◆ **Task requirements**:
Render the material below as a numbered list, one line per entry, and drop any blank lines.

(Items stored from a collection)
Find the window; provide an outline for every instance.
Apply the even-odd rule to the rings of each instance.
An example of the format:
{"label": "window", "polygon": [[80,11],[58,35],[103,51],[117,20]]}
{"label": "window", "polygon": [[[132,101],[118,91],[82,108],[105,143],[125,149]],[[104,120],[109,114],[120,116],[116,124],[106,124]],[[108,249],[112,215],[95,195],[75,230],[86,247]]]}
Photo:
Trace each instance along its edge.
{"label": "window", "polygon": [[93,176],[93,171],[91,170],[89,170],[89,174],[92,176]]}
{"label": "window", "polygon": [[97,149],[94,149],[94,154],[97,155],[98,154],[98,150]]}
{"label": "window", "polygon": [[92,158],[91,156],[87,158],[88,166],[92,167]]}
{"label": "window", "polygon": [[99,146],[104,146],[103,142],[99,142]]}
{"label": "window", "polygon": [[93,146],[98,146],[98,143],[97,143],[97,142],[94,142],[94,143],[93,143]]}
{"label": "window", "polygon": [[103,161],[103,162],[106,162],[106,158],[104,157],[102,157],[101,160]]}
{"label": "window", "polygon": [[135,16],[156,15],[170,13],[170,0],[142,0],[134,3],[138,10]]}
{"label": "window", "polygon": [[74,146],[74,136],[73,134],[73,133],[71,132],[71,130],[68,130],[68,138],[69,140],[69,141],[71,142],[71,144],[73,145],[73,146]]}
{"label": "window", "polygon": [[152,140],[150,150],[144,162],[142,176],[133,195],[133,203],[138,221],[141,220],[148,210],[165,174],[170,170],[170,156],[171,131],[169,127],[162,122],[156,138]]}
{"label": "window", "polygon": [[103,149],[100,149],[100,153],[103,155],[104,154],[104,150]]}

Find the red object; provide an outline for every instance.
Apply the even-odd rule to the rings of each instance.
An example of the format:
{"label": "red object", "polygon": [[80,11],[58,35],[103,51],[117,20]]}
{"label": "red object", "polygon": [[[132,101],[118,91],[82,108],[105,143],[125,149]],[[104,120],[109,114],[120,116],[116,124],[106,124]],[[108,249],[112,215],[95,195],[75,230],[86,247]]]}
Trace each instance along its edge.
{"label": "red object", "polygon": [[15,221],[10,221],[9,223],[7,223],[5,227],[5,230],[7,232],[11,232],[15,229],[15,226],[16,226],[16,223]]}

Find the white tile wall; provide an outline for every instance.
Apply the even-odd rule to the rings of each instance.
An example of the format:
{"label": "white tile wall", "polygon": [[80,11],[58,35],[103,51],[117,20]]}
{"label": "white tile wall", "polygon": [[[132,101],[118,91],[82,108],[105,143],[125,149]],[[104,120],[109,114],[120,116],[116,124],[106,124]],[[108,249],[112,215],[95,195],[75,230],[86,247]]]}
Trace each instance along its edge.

◆ **Right answer**:
1. Find the window; provide an outline for every instance.
2. Apply the even-odd rule to the rings of each instance.
3. An example of the format:
4. {"label": "window", "polygon": [[80,11],[58,35],[103,51],[117,20]]}
5. {"label": "window", "polygon": [[[132,101],[118,91],[82,108],[105,143],[125,149]],[[104,120],[109,114],[120,116],[116,124],[106,124]],[[108,249],[112,215],[95,195],[75,230],[86,247]]]}
6. Photo:
7. Trace each instance along its edge.
8. {"label": "window", "polygon": [[93,176],[93,171],[91,170],[89,170],[89,174],[92,176]]}
9. {"label": "window", "polygon": [[97,149],[94,149],[94,154],[97,155],[98,154],[98,150]]}
10. {"label": "window", "polygon": [[92,158],[91,156],[87,158],[88,166],[92,167]]}
11. {"label": "window", "polygon": [[99,146],[104,146],[103,142],[99,142]]}
12. {"label": "window", "polygon": [[93,146],[98,146],[98,143],[97,143],[97,142],[94,142],[94,143],[93,143]]}
13. {"label": "window", "polygon": [[103,161],[103,162],[106,162],[106,158],[104,157],[102,157],[101,160]]}
14. {"label": "window", "polygon": [[135,16],[156,15],[170,13],[170,0],[142,0],[134,3],[138,10]]}
15. {"label": "window", "polygon": [[74,146],[74,136],[73,134],[73,133],[71,132],[71,130],[68,130],[68,138],[69,140],[69,141],[71,142],[71,144],[73,145],[73,146]]}
16. {"label": "window", "polygon": [[152,140],[150,150],[144,162],[142,176],[133,195],[133,203],[138,221],[141,220],[148,210],[165,174],[170,170],[170,156],[171,131],[169,127],[162,122],[156,138]]}
17. {"label": "window", "polygon": [[103,149],[100,149],[100,153],[103,155],[104,154],[104,150]]}
18. Find the red object; provide an outline for every instance.
19. Apply the even-odd rule to the rings of each instance.
20. An example of the format:
21. {"label": "red object", "polygon": [[80,11],[58,35],[103,51],[117,20]]}
22. {"label": "red object", "polygon": [[[132,101],[118,91],[82,108],[105,143],[125,149]],[[104,120],[109,114],[120,116],[116,124],[106,124]],[[108,249],[112,215],[95,195],[75,230],[86,247]]]}
23. Trace each instance along its edge.
24. {"label": "red object", "polygon": [[15,221],[10,221],[9,223],[7,223],[5,227],[5,230],[7,232],[11,232],[15,229],[15,226],[16,226],[16,223]]}
25. Find the white tile wall; provide an outline for every instance.
26. Apply the even-odd rule to the rings of each instance.
27. An example of the format:
28. {"label": "white tile wall", "polygon": [[80,11],[58,35],[103,51],[117,20]]}
29. {"label": "white tile wall", "polygon": [[[132,101],[118,91],[82,108],[105,143],[125,149]],[[104,120],[109,114],[120,116],[116,124],[106,124]],[[108,249],[112,215],[95,195],[75,230],[86,247]]]}
30. Trace each instance along its edge.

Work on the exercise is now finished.